■ INSTRUCTIONS TO FOLLOW
Would you repeat each line below precisely as it stands?

■ RAW DATA
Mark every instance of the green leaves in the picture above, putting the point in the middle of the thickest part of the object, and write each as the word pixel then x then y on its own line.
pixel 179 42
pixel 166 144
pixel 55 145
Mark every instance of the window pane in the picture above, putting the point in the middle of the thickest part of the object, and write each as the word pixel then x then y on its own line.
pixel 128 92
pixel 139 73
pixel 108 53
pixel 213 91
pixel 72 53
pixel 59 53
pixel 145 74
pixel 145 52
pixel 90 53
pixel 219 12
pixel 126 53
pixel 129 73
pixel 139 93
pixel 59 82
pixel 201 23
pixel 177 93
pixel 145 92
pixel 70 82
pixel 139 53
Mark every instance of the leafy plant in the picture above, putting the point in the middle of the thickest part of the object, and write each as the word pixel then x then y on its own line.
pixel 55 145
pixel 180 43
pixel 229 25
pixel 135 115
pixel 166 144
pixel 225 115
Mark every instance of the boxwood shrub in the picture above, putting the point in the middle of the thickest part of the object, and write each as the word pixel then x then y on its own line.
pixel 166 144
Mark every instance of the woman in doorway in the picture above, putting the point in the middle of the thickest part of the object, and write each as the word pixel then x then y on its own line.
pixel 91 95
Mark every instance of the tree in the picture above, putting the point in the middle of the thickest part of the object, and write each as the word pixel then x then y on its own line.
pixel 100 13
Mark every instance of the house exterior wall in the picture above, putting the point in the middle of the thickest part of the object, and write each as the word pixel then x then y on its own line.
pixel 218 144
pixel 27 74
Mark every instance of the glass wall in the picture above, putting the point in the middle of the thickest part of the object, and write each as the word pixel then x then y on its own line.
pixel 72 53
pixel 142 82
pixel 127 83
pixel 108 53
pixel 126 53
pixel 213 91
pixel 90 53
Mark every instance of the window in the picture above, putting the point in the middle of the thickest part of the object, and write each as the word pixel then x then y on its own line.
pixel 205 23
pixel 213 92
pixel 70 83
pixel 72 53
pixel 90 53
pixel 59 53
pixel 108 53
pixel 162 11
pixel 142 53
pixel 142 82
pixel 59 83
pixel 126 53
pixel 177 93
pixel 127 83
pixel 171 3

■ RESPONSE AREA
Mark every instance of the green leaves in the picture above, putting the point in the middle of the thickest part of the object, and write each as the word pixel then x then y on its own line.
pixel 179 42
pixel 166 144
pixel 55 145
Mark every instance of the window pane in the picture above, putting the point in the middle of the thickest part of the object, and write each as the word pixel then x then y on its own line.
pixel 128 92
pixel 139 73
pixel 108 53
pixel 213 91
pixel 72 53
pixel 59 53
pixel 145 74
pixel 145 52
pixel 90 53
pixel 219 12
pixel 126 53
pixel 129 73
pixel 139 93
pixel 59 82
pixel 201 23
pixel 177 93
pixel 145 92
pixel 70 82
pixel 139 53
Mark every instance of the leafy plant in the picture above, putting the point in the middle of the thickest part of the object, and write each as the word pixel then x then y on its own line.
pixel 55 145
pixel 180 43
pixel 229 25
pixel 135 115
pixel 166 144
pixel 225 115
Mark every instance of the boxwood shrub in the picture above, putting the point in the middle of the thickest part of the object, and write each as the word pixel then x then y on its own line.
pixel 166 144
Mark every instance of the woman in doorway in the picture above, putting the point in the middle of the thickest part of the object, and write each as the word pixel then x then y on its own line.
pixel 91 95
Mark every instance of the tree in the picture above, putting the point in the middle of the thickest part of the object, and write each as the word pixel then x then y on its own line.
pixel 100 13
Mark every instance of the house exterior wall in the picture above, putting the point in the middle of the thickest part of the object, and write each as the word pixel then x then y on its own line.
pixel 218 144
pixel 27 74
Mark every instance of the glass wall in the picture above, putting the point in the middle of the thickest part of the object, and write each as the word pixel then x then y on its own line.
pixel 72 53
pixel 142 82
pixel 127 83
pixel 108 53
pixel 126 53
pixel 213 91
pixel 90 53
Mark every instance of the window in the picture above, putting the point in the middle of the thickest part of the object, and write each as the word pixel then x then y on its own line.
pixel 205 23
pixel 213 92
pixel 70 83
pixel 72 53
pixel 90 53
pixel 59 53
pixel 108 53
pixel 162 11
pixel 142 53
pixel 142 82
pixel 59 83
pixel 126 53
pixel 177 93
pixel 127 83
pixel 171 3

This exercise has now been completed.